— Begin LISTED RECORDS —

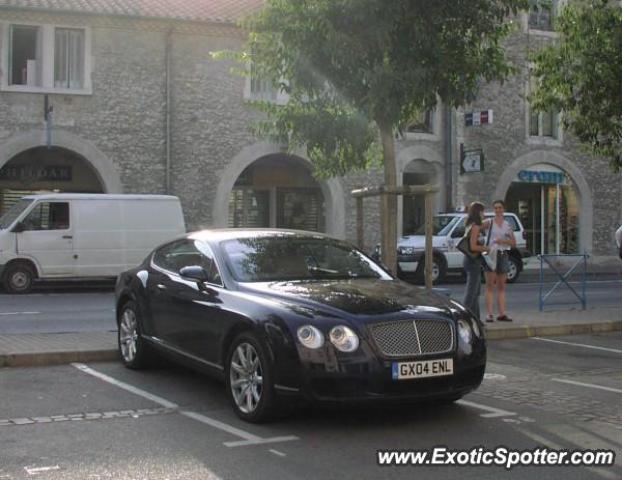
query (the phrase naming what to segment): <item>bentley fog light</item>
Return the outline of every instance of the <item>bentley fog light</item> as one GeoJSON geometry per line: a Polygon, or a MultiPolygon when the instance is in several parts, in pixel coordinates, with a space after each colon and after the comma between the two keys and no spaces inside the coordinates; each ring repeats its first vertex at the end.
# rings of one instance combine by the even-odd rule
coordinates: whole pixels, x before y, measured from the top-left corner
{"type": "Polygon", "coordinates": [[[324,345],[324,335],[313,325],[304,325],[298,329],[298,340],[307,348],[320,348],[324,345]]]}
{"type": "Polygon", "coordinates": [[[462,340],[465,344],[471,343],[472,338],[472,330],[471,326],[466,320],[460,319],[458,320],[458,336],[460,340],[462,340]]]}
{"type": "Polygon", "coordinates": [[[359,348],[359,337],[352,329],[339,325],[329,333],[330,343],[342,352],[353,352],[359,348]]]}

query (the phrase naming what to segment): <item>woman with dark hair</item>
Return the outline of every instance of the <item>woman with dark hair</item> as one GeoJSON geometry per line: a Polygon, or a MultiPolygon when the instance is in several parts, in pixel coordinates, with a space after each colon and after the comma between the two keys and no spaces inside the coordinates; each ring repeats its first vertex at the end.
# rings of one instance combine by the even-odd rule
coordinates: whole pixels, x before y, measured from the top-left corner
{"type": "Polygon", "coordinates": [[[466,290],[462,303],[471,310],[473,315],[479,319],[479,294],[481,290],[482,278],[482,258],[481,254],[488,252],[488,247],[481,245],[479,236],[482,231],[482,221],[484,218],[484,204],[473,202],[469,205],[468,216],[465,225],[465,235],[469,239],[469,249],[474,253],[473,258],[464,256],[462,266],[467,276],[466,290]]]}
{"type": "Polygon", "coordinates": [[[496,290],[497,306],[499,307],[497,320],[511,322],[512,319],[505,313],[505,282],[509,269],[508,252],[511,248],[516,248],[516,239],[512,226],[505,220],[505,203],[503,200],[495,200],[492,206],[495,216],[490,223],[490,235],[488,235],[487,243],[497,251],[497,264],[494,271],[488,265],[484,265],[486,270],[486,321],[494,321],[492,307],[496,290]]]}

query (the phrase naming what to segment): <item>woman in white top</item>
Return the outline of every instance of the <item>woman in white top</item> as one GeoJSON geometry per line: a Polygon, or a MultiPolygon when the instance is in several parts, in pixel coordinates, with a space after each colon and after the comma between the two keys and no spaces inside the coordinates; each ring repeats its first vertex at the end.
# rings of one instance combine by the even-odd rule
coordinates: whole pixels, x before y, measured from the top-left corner
{"type": "Polygon", "coordinates": [[[495,200],[492,206],[495,216],[491,221],[487,222],[490,231],[486,235],[486,243],[490,248],[497,250],[497,267],[495,271],[492,271],[484,264],[486,272],[486,321],[494,321],[492,312],[496,289],[497,306],[499,308],[497,320],[500,322],[511,322],[512,319],[505,312],[505,284],[509,267],[508,252],[511,248],[516,247],[516,239],[514,238],[512,226],[503,217],[505,203],[502,200],[495,200]]]}

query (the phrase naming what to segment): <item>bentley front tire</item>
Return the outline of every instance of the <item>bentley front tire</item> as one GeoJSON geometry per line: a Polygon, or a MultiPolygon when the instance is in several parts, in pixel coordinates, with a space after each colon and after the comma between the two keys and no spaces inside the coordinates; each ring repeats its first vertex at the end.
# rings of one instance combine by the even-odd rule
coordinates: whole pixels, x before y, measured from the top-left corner
{"type": "Polygon", "coordinates": [[[252,332],[238,335],[227,355],[227,392],[236,415],[259,423],[274,416],[272,367],[262,342],[252,332]]]}
{"type": "Polygon", "coordinates": [[[127,302],[121,309],[117,339],[119,355],[126,367],[139,369],[149,365],[149,347],[140,335],[140,314],[134,302],[127,302]]]}

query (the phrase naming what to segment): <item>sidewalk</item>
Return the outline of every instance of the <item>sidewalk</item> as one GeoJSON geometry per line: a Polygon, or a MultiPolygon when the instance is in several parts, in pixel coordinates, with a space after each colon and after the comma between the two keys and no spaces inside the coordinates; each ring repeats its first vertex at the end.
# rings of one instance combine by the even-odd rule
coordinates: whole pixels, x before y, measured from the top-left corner
{"type": "MultiPolygon", "coordinates": [[[[576,335],[622,330],[616,308],[521,312],[511,323],[486,324],[489,340],[576,335]]],[[[0,367],[100,362],[118,358],[116,332],[0,335],[0,367]]]]}

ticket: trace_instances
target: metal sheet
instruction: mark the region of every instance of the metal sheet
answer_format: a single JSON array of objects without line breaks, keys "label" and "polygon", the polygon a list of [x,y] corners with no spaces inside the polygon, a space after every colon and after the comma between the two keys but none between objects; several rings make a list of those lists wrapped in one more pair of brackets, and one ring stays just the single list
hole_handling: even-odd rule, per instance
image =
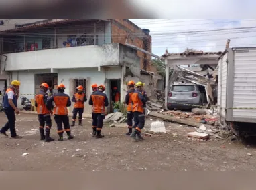
[{"label": "metal sheet", "polygon": [[224,54],[218,62],[218,105],[220,105],[218,108],[220,115],[225,118],[226,117],[227,56],[227,53]]},{"label": "metal sheet", "polygon": [[235,51],[233,117],[256,119],[256,49]]}]

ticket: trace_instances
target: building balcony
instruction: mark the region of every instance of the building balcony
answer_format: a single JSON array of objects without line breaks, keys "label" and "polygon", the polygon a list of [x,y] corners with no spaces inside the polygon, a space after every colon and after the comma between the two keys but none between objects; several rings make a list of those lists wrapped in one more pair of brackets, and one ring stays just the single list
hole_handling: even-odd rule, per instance
[{"label": "building balcony", "polygon": [[125,45],[112,43],[32,51],[5,54],[5,71],[50,69],[89,68],[123,65],[139,67],[137,51]]}]

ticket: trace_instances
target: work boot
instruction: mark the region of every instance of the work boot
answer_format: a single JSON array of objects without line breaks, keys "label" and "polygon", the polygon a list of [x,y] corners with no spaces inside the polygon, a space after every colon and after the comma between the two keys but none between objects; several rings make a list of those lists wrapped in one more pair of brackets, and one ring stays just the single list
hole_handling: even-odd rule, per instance
[{"label": "work boot", "polygon": [[74,127],[74,124],[75,124],[75,123],[76,123],[76,121],[72,121],[72,124],[71,124],[71,127]]},{"label": "work boot", "polygon": [[68,131],[66,133],[66,134],[68,135],[68,140],[70,140],[70,139],[74,139],[74,136],[71,135],[71,132],[70,131]]},{"label": "work boot", "polygon": [[59,139],[58,139],[59,141],[63,141],[63,134],[59,134]]},{"label": "work boot", "polygon": [[43,128],[39,128],[39,131],[40,131],[40,141],[44,141],[46,139],[46,136],[44,135],[44,130]]},{"label": "work boot", "polygon": [[22,139],[22,137],[21,136],[19,136],[18,135],[16,135],[14,137],[11,137],[11,138],[13,138],[13,139]]},{"label": "work boot", "polygon": [[137,130],[134,130],[134,131],[133,131],[133,133],[132,133],[131,134],[131,135],[130,135],[130,137],[131,137],[131,138],[133,138],[133,140],[135,141],[135,142],[137,142],[138,141],[138,140],[137,139],[137,138],[136,138],[136,135],[137,134]]},{"label": "work boot", "polygon": [[97,134],[96,134],[96,138],[97,139],[100,139],[100,138],[103,138],[104,135],[102,135],[101,134],[101,131],[97,131]]},{"label": "work boot", "polygon": [[5,137],[8,137],[8,135],[6,134],[6,133],[3,133],[3,132],[0,131],[0,135],[4,136]]},{"label": "work boot", "polygon": [[91,134],[92,137],[96,135],[96,128],[92,128],[92,133]]},{"label": "work boot", "polygon": [[132,128],[129,128],[129,131],[127,133],[126,133],[126,135],[127,136],[130,136],[131,135],[131,133],[133,133],[133,129]]},{"label": "work boot", "polygon": [[45,140],[46,142],[48,143],[50,141],[54,141],[54,140],[55,140],[55,139],[50,137],[50,133],[46,133],[46,140]]},{"label": "work boot", "polygon": [[144,138],[142,137],[141,133],[137,134],[137,138],[138,139],[139,141],[143,141],[144,140]]}]

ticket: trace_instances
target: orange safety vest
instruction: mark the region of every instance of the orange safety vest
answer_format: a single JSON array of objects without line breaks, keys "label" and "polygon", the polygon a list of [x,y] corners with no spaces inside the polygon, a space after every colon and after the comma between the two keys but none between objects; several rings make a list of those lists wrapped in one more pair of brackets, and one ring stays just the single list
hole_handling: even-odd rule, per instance
[{"label": "orange safety vest", "polygon": [[137,111],[144,113],[143,103],[139,97],[138,91],[135,91],[131,95],[131,100],[133,101],[133,112]]},{"label": "orange safety vest", "polygon": [[115,102],[119,102],[120,101],[120,93],[116,92],[115,95]]},{"label": "orange safety vest", "polygon": [[38,107],[37,107],[37,112],[38,114],[50,114],[49,110],[46,108],[45,102],[44,102],[44,95],[46,93],[43,93],[42,92],[40,92],[38,94],[37,94],[35,97],[35,100],[36,103],[38,104]]},{"label": "orange safety vest", "polygon": [[[79,94],[79,93],[75,93],[74,97],[76,102],[74,103],[74,108],[84,108],[84,93]],[[78,101],[78,100],[80,100],[80,101]]]},{"label": "orange safety vest", "polygon": [[129,93],[129,103],[127,105],[127,111],[133,111],[133,101],[132,101],[132,95],[134,93],[135,90],[133,90],[131,92],[128,91]]},{"label": "orange safety vest", "polygon": [[97,92],[91,95],[93,102],[92,112],[95,113],[104,113],[105,110],[105,100],[106,97],[103,93]]},{"label": "orange safety vest", "polygon": [[68,115],[68,109],[66,105],[68,103],[68,97],[67,96],[54,96],[54,101],[55,107],[54,109],[54,115]]}]

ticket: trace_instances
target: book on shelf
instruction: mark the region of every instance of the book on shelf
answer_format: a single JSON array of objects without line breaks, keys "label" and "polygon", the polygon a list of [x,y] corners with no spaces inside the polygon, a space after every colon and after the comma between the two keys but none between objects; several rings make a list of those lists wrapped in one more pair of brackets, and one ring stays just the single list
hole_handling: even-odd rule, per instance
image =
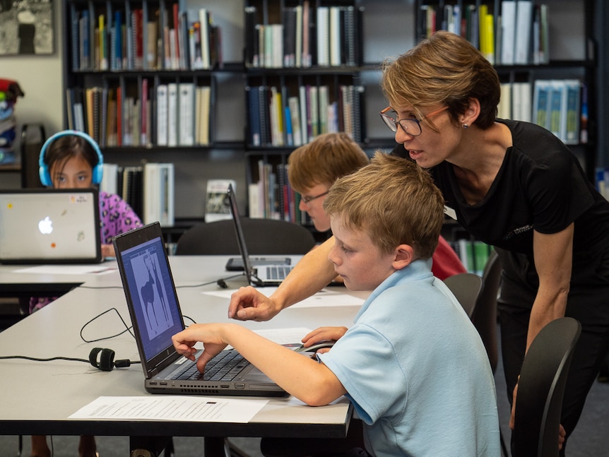
[{"label": "book on shelf", "polygon": [[548,107],[550,104],[550,81],[538,79],[535,81],[533,95],[533,121],[548,129],[550,126]]},{"label": "book on shelf", "polygon": [[198,86],[196,92],[196,144],[206,146],[211,144],[210,113],[211,110],[211,88],[208,85]]},{"label": "book on shelf", "polygon": [[211,66],[209,56],[211,18],[206,8],[199,9],[199,22],[201,25],[201,68],[206,70]]},{"label": "book on shelf", "polygon": [[264,218],[262,192],[262,182],[261,181],[252,183],[247,186],[248,208],[251,218],[261,219]]},{"label": "book on shelf", "polygon": [[194,145],[194,83],[180,83],[178,90],[179,91],[178,144],[181,146],[191,146]]},{"label": "book on shelf", "polygon": [[565,144],[579,143],[584,90],[578,79],[536,80],[533,121],[550,130]]},{"label": "book on shelf", "polygon": [[533,2],[531,0],[516,0],[514,64],[526,64],[531,61],[533,18]]},{"label": "book on shelf", "polygon": [[450,243],[468,273],[482,276],[491,246],[478,239],[461,238]]},{"label": "book on shelf", "polygon": [[560,117],[561,139],[565,144],[579,143],[581,83],[577,79],[563,81],[564,93]]},{"label": "book on shelf", "polygon": [[596,190],[605,200],[609,200],[609,168],[599,167],[596,168],[595,174]]},{"label": "book on shelf", "polygon": [[104,162],[100,190],[108,194],[119,193],[119,166],[116,163]]},{"label": "book on shelf", "polygon": [[317,65],[330,65],[330,7],[317,7]]},{"label": "book on shelf", "polygon": [[512,83],[502,83],[499,90],[501,96],[497,107],[497,117],[512,119]]},{"label": "book on shelf", "polygon": [[[230,207],[226,198],[229,184],[236,189],[234,179],[208,179],[205,200],[205,222],[230,219]],[[235,190],[236,191],[236,190]]]},{"label": "book on shelf", "polygon": [[502,65],[514,65],[516,47],[516,0],[501,2],[501,58]]},{"label": "book on shelf", "polygon": [[143,222],[174,224],[174,165],[146,162],[143,165]]},{"label": "book on shelf", "polygon": [[261,124],[260,124],[260,96],[259,92],[260,88],[258,86],[245,88],[247,93],[247,112],[249,122],[249,143],[253,146],[259,146],[261,143]]},{"label": "book on shelf", "polygon": [[288,98],[288,106],[291,118],[292,134],[294,141],[293,146],[300,146],[303,143],[302,135],[301,131],[301,121],[300,121],[300,104],[298,97],[292,96]]},{"label": "book on shelf", "polygon": [[178,144],[178,121],[179,112],[178,111],[179,95],[177,83],[167,84],[167,146],[177,146]]},{"label": "book on shelf", "polygon": [[512,83],[512,118],[531,122],[532,119],[533,93],[528,81]]},{"label": "book on shelf", "polygon": [[168,143],[168,87],[159,84],[156,88],[156,144],[166,146]]}]

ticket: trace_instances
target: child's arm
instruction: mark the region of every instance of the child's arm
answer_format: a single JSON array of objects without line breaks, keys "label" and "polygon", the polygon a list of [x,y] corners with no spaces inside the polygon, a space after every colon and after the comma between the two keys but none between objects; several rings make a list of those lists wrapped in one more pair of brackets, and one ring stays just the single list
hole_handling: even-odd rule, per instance
[{"label": "child's arm", "polygon": [[230,344],[288,393],[307,405],[322,406],[346,393],[326,365],[267,340],[236,324],[195,324],[172,338],[176,350],[194,360],[194,345],[204,350],[197,360],[203,372],[213,356]]}]

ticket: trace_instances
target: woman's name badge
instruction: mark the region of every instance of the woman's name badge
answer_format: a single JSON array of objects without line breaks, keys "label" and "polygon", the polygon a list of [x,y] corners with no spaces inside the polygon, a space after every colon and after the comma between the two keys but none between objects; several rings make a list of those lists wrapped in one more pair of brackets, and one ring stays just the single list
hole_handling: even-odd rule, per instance
[{"label": "woman's name badge", "polygon": [[451,219],[454,219],[455,220],[457,220],[456,212],[453,208],[449,208],[446,205],[444,205],[444,214]]}]

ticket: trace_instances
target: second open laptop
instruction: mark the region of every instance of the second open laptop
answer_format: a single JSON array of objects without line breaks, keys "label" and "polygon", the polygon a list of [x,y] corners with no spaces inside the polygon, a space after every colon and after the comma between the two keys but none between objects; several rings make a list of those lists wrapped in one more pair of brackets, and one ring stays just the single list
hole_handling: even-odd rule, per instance
[{"label": "second open laptop", "polygon": [[[201,374],[172,336],[184,328],[159,223],[114,239],[138,350],[151,393],[282,396],[285,391],[235,350],[223,350]],[[196,357],[200,355],[200,351]]]},{"label": "second open laptop", "polygon": [[241,226],[241,219],[239,217],[239,208],[237,206],[237,198],[232,186],[229,184],[227,190],[230,213],[232,216],[232,222],[235,225],[235,232],[237,235],[237,244],[239,246],[239,251],[245,266],[244,271],[247,278],[247,281],[252,285],[278,285],[283,281],[285,276],[294,267],[285,263],[276,265],[259,265],[254,266],[249,257],[247,247],[245,244],[245,237],[243,235],[243,229]]},{"label": "second open laptop", "polygon": [[0,263],[102,261],[95,189],[0,191]]}]

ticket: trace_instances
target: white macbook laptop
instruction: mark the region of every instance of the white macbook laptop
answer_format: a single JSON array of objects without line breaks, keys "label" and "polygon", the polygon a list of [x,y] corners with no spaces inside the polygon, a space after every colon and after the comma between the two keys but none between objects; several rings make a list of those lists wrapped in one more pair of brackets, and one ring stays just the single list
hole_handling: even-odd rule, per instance
[{"label": "white macbook laptop", "polygon": [[286,395],[235,350],[220,352],[203,374],[175,351],[171,337],[184,328],[184,319],[158,222],[118,235],[114,244],[148,392]]},{"label": "white macbook laptop", "polygon": [[0,263],[101,261],[97,189],[0,191]]},{"label": "white macbook laptop", "polygon": [[230,213],[232,215],[232,222],[235,225],[235,232],[237,235],[237,244],[239,246],[239,251],[245,266],[244,271],[247,278],[247,281],[252,285],[266,286],[278,285],[283,281],[285,276],[294,268],[292,266],[285,263],[276,265],[259,265],[253,266],[252,260],[248,254],[247,247],[245,244],[245,237],[243,235],[243,229],[241,227],[241,219],[239,217],[239,208],[237,206],[237,199],[232,186],[228,185],[228,201],[230,206]]}]

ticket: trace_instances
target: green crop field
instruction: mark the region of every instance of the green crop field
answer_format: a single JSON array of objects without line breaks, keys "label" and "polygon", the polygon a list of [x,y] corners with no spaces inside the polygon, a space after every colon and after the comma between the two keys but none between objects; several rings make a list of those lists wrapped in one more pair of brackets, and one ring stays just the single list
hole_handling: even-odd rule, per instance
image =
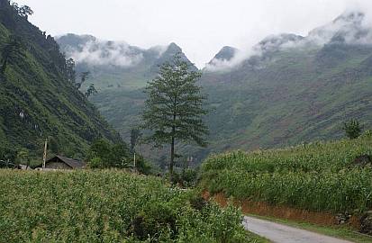
[{"label": "green crop field", "polygon": [[372,168],[355,161],[372,155],[372,139],[316,142],[287,149],[211,156],[202,166],[210,193],[317,212],[372,209]]},{"label": "green crop field", "polygon": [[0,170],[0,241],[261,242],[197,194],[119,171]]}]

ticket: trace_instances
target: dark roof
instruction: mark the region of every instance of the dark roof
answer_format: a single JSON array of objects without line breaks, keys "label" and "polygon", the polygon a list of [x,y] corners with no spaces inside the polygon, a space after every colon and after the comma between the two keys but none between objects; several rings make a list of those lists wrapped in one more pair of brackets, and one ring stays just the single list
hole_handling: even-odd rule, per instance
[{"label": "dark roof", "polygon": [[46,163],[54,162],[56,158],[59,158],[60,161],[67,164],[68,166],[72,168],[82,168],[86,166],[86,163],[83,161],[76,160],[63,156],[55,156],[48,159]]}]

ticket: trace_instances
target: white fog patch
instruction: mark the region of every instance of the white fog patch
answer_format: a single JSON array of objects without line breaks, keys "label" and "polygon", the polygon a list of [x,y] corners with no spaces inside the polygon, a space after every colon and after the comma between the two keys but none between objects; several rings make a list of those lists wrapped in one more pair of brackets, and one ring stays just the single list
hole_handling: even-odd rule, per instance
[{"label": "white fog patch", "polygon": [[66,54],[77,63],[95,66],[132,67],[143,58],[142,53],[136,51],[125,42],[98,40],[88,41],[78,49],[68,47]]},{"label": "white fog patch", "polygon": [[150,49],[149,49],[149,50],[152,50],[158,53],[158,58],[160,58],[161,55],[164,54],[164,52],[166,52],[166,50],[168,50],[168,46],[154,46],[151,47]]},{"label": "white fog patch", "polygon": [[253,48],[246,50],[236,50],[234,56],[231,59],[213,58],[210,63],[205,65],[205,70],[209,72],[227,71],[251,56],[259,54],[260,53]]},{"label": "white fog patch", "polygon": [[353,5],[331,22],[316,28],[306,37],[295,34],[278,34],[265,38],[254,47],[237,51],[231,59],[213,58],[205,66],[210,72],[226,71],[253,56],[262,56],[268,51],[323,46],[331,41],[349,45],[372,45],[372,9],[365,5]]}]

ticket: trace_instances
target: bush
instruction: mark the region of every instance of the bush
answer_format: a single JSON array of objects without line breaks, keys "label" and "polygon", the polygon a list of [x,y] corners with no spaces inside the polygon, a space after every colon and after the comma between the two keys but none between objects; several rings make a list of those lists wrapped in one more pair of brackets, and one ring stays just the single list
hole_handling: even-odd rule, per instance
[{"label": "bush", "polygon": [[344,122],[343,130],[345,130],[346,136],[350,140],[358,139],[361,133],[361,126],[358,120],[350,120]]},{"label": "bush", "polygon": [[198,192],[157,177],[114,170],[0,170],[0,177],[2,242],[252,242],[240,211],[193,200]]}]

— End LISTED RECORDS —

§ EXERCISE PROMPT: Select every line of the records that contains the word "light", treating uppercase and lowercase as different.

§ TASK ANSWER:
query (the phrase naming what to segment): <item>bentley fog light</item>
Return the outline of every instance of the <item>bentley fog light</item> as one GeoJSON geometry per line: a Polygon, or a MultiPolygon when the instance is in several parts, in pixel coordinates, with a space after each colon and after the comma between the two keys and no spaces inside the coordinates; each ring repeats its first vertex at the end.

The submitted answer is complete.